Items in a dataset
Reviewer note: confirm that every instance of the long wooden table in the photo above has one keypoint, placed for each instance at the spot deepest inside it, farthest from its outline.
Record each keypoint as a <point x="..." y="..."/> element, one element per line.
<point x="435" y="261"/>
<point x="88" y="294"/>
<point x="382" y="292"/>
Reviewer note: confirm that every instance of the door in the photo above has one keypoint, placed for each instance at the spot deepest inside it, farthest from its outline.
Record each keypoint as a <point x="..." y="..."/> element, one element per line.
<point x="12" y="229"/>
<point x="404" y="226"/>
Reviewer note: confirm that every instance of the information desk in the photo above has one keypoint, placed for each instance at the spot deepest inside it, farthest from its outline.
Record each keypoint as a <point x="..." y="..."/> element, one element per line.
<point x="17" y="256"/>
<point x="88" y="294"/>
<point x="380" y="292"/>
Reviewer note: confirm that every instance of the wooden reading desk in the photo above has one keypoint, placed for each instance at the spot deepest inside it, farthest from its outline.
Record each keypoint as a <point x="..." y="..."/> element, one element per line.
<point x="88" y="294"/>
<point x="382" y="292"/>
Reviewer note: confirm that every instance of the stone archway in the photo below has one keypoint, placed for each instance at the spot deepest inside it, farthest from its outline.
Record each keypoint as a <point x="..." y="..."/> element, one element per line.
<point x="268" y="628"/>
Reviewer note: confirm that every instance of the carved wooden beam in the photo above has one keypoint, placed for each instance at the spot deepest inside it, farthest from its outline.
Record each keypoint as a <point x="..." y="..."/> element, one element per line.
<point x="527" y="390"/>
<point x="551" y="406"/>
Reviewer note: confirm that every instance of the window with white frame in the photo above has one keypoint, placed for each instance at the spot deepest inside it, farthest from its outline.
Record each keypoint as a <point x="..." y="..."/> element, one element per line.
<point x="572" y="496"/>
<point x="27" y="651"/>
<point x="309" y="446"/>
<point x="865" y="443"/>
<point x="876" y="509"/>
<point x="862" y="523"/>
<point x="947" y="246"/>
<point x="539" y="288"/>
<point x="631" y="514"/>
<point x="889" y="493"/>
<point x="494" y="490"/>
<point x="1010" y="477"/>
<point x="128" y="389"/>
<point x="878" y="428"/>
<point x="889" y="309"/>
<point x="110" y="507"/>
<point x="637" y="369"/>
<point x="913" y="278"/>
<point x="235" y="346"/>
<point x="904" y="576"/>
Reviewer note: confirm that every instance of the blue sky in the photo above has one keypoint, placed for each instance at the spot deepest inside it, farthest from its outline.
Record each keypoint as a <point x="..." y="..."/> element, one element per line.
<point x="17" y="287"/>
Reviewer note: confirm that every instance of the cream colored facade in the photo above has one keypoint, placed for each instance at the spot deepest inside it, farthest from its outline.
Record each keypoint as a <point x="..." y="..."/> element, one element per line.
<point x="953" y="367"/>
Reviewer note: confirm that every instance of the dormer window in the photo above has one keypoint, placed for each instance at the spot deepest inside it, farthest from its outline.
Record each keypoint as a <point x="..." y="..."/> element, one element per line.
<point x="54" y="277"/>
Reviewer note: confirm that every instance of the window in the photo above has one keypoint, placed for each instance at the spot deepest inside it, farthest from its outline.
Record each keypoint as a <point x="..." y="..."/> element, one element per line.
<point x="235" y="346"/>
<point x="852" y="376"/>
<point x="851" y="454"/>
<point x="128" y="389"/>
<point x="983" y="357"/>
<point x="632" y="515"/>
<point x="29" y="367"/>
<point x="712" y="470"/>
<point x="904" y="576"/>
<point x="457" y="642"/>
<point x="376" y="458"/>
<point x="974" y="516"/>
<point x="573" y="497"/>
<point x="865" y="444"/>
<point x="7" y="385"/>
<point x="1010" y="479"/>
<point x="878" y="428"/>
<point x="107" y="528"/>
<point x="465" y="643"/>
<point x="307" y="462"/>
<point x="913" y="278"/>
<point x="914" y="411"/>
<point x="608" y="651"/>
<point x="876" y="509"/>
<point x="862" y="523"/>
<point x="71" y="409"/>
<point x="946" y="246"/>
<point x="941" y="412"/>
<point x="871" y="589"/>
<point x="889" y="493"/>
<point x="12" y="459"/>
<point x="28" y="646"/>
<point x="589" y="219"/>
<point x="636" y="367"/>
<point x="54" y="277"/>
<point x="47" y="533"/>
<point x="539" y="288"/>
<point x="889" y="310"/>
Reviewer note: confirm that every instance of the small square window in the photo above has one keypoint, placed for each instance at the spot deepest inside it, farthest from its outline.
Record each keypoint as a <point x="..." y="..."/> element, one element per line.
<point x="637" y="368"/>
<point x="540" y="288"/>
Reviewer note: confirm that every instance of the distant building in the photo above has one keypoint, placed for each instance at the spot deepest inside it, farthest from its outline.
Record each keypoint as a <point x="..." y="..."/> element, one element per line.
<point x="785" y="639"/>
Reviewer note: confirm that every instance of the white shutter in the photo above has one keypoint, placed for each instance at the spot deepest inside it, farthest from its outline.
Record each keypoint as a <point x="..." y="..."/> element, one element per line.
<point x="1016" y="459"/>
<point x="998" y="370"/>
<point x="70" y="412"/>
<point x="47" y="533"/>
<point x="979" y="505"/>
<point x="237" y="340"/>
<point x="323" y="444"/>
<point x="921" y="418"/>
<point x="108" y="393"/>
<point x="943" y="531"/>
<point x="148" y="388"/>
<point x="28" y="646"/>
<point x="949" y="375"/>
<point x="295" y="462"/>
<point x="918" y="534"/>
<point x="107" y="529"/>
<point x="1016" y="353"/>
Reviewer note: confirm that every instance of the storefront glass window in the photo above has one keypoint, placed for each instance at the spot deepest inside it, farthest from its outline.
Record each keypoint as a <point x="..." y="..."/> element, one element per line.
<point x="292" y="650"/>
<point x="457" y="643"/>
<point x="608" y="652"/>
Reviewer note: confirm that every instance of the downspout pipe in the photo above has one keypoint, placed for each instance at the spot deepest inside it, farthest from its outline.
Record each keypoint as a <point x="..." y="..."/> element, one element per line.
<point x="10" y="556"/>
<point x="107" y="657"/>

> [Do this]:
Convert every item above into a JSON list of strings, with one string for each line and no strings for blank lines.

> [Solution below]:
[
  "Reviewer note: confirm that every instance of the long wooden table in the photo above has one keypoint, placed for each instance at the spot deepest inside it, farthest from its outline.",
  "Record each keypoint as a <point x=\"...\" y=\"...\"/> element, one element per line.",
  "<point x=\"435\" y=\"261\"/>",
  "<point x=\"88\" y=\"294\"/>",
  "<point x=\"382\" y=\"292\"/>",
  "Reviewer note: confirm that every instance of the door in the photo above has one keypoint, placed for each instance at the spot deepest inside it, farthest from its outline.",
  "Record each keypoint as a <point x=\"...\" y=\"...\"/> element, one element per line.",
  "<point x=\"12\" y=\"229\"/>",
  "<point x=\"404\" y=\"226\"/>",
  "Reviewer note: confirm that every instance of the information desk in the photo above has one keypoint, placed for each instance at the spot deepest inside it, farthest from its outline.",
  "Record each keypoint as a <point x=\"...\" y=\"...\"/> element, one element per line.",
  "<point x=\"17\" y=\"256\"/>",
  "<point x=\"88\" y=\"294\"/>",
  "<point x=\"380\" y=\"292\"/>",
  "Reviewer note: confirm that every instance of the wooden reading desk in the photo above has one keypoint, placed for each instance at the spot deepest inside it, farthest from its outline.",
  "Record each keypoint as a <point x=\"...\" y=\"...\"/> element, one element per line.",
  "<point x=\"88\" y=\"294\"/>",
  "<point x=\"382\" y=\"292\"/>",
  "Reviewer note: confirm that every instance of the stone archway in the photo below has one keypoint, placed for each instance at the spot deepest inside it, farthest from its outline.",
  "Record each keypoint as a <point x=\"...\" y=\"...\"/> element, one element per line.",
  "<point x=\"268\" y=\"628\"/>",
  "Reviewer note: confirm that every instance of the carved wooden beam in the photo above has one keypoint, placed for each instance at the spot deepest inside it, farthest from its outline.",
  "Record each keypoint as a <point x=\"...\" y=\"...\"/> element, one element per line.",
  "<point x=\"527\" y=\"390\"/>",
  "<point x=\"551\" y=\"406\"/>",
  "Reviewer note: confirm that every instance of the window with white frame in the photo above has one keypoint, placed for each instance at the spot deepest inside it, farthest from its outline.",
  "Record each keypoint as a <point x=\"...\" y=\"...\"/> element, one element per line.",
  "<point x=\"572\" y=\"496\"/>",
  "<point x=\"27\" y=\"651\"/>",
  "<point x=\"309\" y=\"446\"/>",
  "<point x=\"865\" y=\"443\"/>",
  "<point x=\"876\" y=\"509\"/>",
  "<point x=\"862\" y=\"523\"/>",
  "<point x=\"947\" y=\"246\"/>",
  "<point x=\"539\" y=\"288\"/>",
  "<point x=\"631\" y=\"514\"/>",
  "<point x=\"889\" y=\"493\"/>",
  "<point x=\"494\" y=\"490\"/>",
  "<point x=\"1010\" y=\"477\"/>",
  "<point x=\"128\" y=\"389\"/>",
  "<point x=\"878\" y=\"428\"/>",
  "<point x=\"889\" y=\"309\"/>",
  "<point x=\"110\" y=\"507\"/>",
  "<point x=\"637\" y=\"369\"/>",
  "<point x=\"913\" y=\"278\"/>",
  "<point x=\"235\" y=\"346\"/>",
  "<point x=\"904\" y=\"576\"/>",
  "Reviewer note: confirm that every instance of the blue sky in the photo above has one keypoint, placed for each instance at the spot deepest inside it, farthest from its outline.",
  "Record each keypoint as a <point x=\"...\" y=\"...\"/> element, one element per line.",
  "<point x=\"17\" y=\"287\"/>",
  "Reviewer note: confirm that every instance of the cream colored facade in the photo above has one keypoint, placed for each instance at the spot deepest inside it, farthest from its outline.",
  "Record each keypoint as a <point x=\"...\" y=\"...\"/> element, one element per line.",
  "<point x=\"953\" y=\"367\"/>",
  "Reviewer note: confirm that every instance of the dormer window in the photo above has one keypoint, placed for each instance at the spot deepest inside it, farthest from its outline.",
  "Record each keypoint as a <point x=\"...\" y=\"...\"/> element, one element per line.",
  "<point x=\"54\" y=\"277\"/>",
  "Reviewer note: confirm that every instance of the window in the photo above has one keypoint, placed for each instance at the spot deepest inside it, farthest from its outline.",
  "Record each keypoint as a <point x=\"...\" y=\"...\"/> element, one element per line.",
  "<point x=\"235\" y=\"346\"/>",
  "<point x=\"852\" y=\"376\"/>",
  "<point x=\"851\" y=\"454\"/>",
  "<point x=\"128\" y=\"389\"/>",
  "<point x=\"983\" y=\"357\"/>",
  "<point x=\"632\" y=\"515\"/>",
  "<point x=\"29\" y=\"367\"/>",
  "<point x=\"712\" y=\"470\"/>",
  "<point x=\"904\" y=\"576\"/>",
  "<point x=\"457\" y=\"642\"/>",
  "<point x=\"376\" y=\"458\"/>",
  "<point x=\"974\" y=\"516\"/>",
  "<point x=\"573\" y=\"497\"/>",
  "<point x=\"865\" y=\"444\"/>",
  "<point x=\"7\" y=\"385\"/>",
  "<point x=\"1010\" y=\"479\"/>",
  "<point x=\"878\" y=\"428\"/>",
  "<point x=\"107\" y=\"528\"/>",
  "<point x=\"465\" y=\"643\"/>",
  "<point x=\"307\" y=\"462\"/>",
  "<point x=\"913\" y=\"278\"/>",
  "<point x=\"914\" y=\"411\"/>",
  "<point x=\"608\" y=\"651\"/>",
  "<point x=\"876\" y=\"509\"/>",
  "<point x=\"862\" y=\"523\"/>",
  "<point x=\"71\" y=\"409\"/>",
  "<point x=\"946\" y=\"246\"/>",
  "<point x=\"941\" y=\"412\"/>",
  "<point x=\"871\" y=\"589\"/>",
  "<point x=\"889\" y=\"493\"/>",
  "<point x=\"12\" y=\"459\"/>",
  "<point x=\"28\" y=\"646\"/>",
  "<point x=\"589\" y=\"219\"/>",
  "<point x=\"636\" y=\"367\"/>",
  "<point x=\"54\" y=\"277\"/>",
  "<point x=\"47\" y=\"533\"/>",
  "<point x=\"539\" y=\"288\"/>",
  "<point x=\"889\" y=\"310\"/>",
  "Reviewer note: confirm that every instance of the small square window in the photo above has one keypoint, placed for each instance at the spot deepest inside it, farthest from its outline.",
  "Record each keypoint as a <point x=\"...\" y=\"...\"/> element, one element per line.",
  "<point x=\"637\" y=\"368\"/>",
  "<point x=\"540\" y=\"288\"/>",
  "Reviewer note: confirm that every instance of the distant building in the photo above has one keypoint, placed for each instance at the spot deepest inside it, farthest from its outline.",
  "Record each keypoint as a <point x=\"...\" y=\"...\"/> element, one element per line.",
  "<point x=\"785\" y=\"639\"/>",
  "Reviewer note: confirm that every instance of the white shutter in the photo above has one keypoint, placed for each instance at the spot deepest inside it, farthest from its outline.",
  "Record each keypoint as a <point x=\"...\" y=\"...\"/> element, one element per line.",
  "<point x=\"1016\" y=\"459\"/>",
  "<point x=\"998\" y=\"370\"/>",
  "<point x=\"70\" y=\"412\"/>",
  "<point x=\"47\" y=\"533\"/>",
  "<point x=\"979\" y=\"505\"/>",
  "<point x=\"237\" y=\"340\"/>",
  "<point x=\"323\" y=\"444\"/>",
  "<point x=\"921\" y=\"418\"/>",
  "<point x=\"108\" y=\"393\"/>",
  "<point x=\"943\" y=\"531\"/>",
  "<point x=\"148\" y=\"388\"/>",
  "<point x=\"28\" y=\"646\"/>",
  "<point x=\"949\" y=\"375\"/>",
  "<point x=\"295\" y=\"462\"/>",
  "<point x=\"918\" y=\"534\"/>",
  "<point x=\"107\" y=\"529\"/>",
  "<point x=\"1016\" y=\"353\"/>",
  "Reviewer note: confirm that every instance of the storefront glass window in the photo above has one keypoint, placed for each instance at the spot deepest inside it, farthest from its outline.",
  "Record each keypoint as a <point x=\"...\" y=\"...\"/> element, one element per line.",
  "<point x=\"292\" y=\"650\"/>",
  "<point x=\"457\" y=\"643\"/>",
  "<point x=\"608\" y=\"652\"/>",
  "Reviewer note: confirm that every instance of the downspout pipe in the photo above has one keypoint, placed for each instance at the spot deepest inside it, farthest from its outline.",
  "Record each keypoint as a <point x=\"...\" y=\"...\"/> element, one element per line.",
  "<point x=\"10\" y=\"556\"/>",
  "<point x=\"107\" y=\"657\"/>"
]